Do you feel confident that you can find whatever information you need? This is something of a trick question, since research has shown that many who are quite confident are not, in fact, able to identify quality information in the area of their search. [See citations to the research below.] There are several reasons for this. One of the reasons is that by relying exclusively on web site information -- which some students do -- there are many sources of quality information that are not being accessed.
I and several colleagues have spent the last year drafting a set of information competencies for students in design disciplines [including architecture, landscape, architecture history, interior design, art history, studio art, fashion, and planning]. They are divided into basic, intermediate, and advanced skills. By looking at these very specific skills you may arrive at a different assessment of how info savvy you are! I would be most interested in your take on these skills, and how useful you would consider them to be to you as a student now, and as a professional later. You can send your comments to me at firstname.lastname@example.org
, post through the form bolow, or feel free to drop in and see me in my office.

Goal: List every design discipline that the note above on information competencies names.

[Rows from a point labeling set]
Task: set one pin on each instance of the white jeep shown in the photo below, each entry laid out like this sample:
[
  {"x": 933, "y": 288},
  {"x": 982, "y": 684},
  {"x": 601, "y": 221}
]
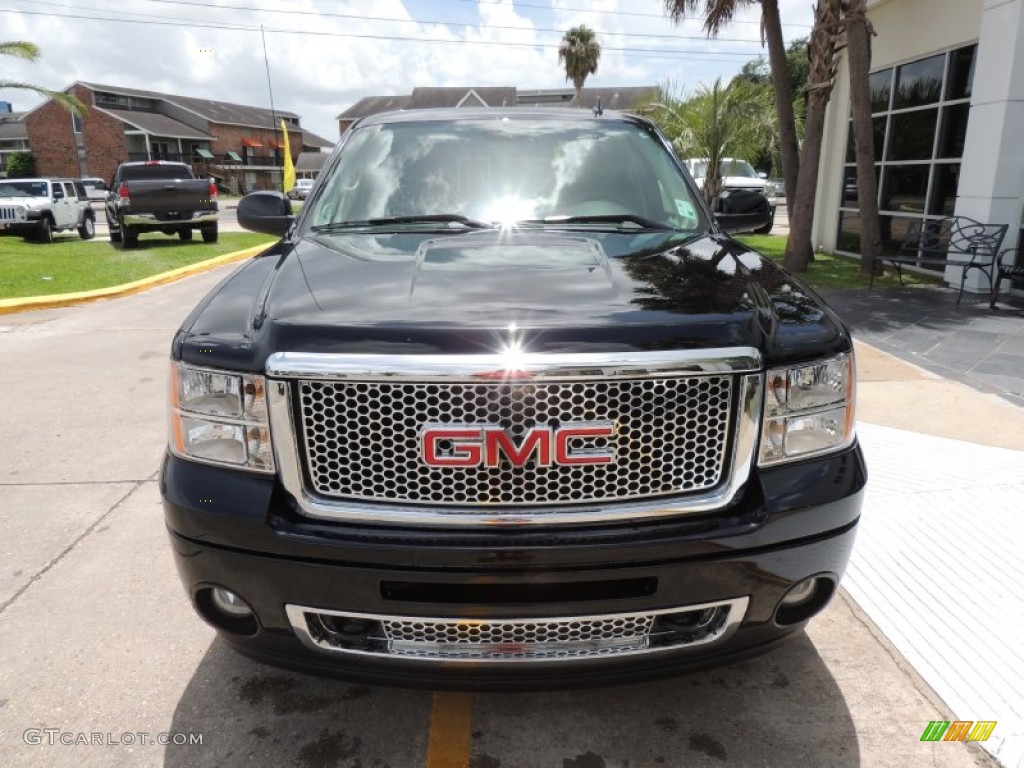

Correct output: architecture, landscape, architecture history, interior design, art history, studio art, fashion, planning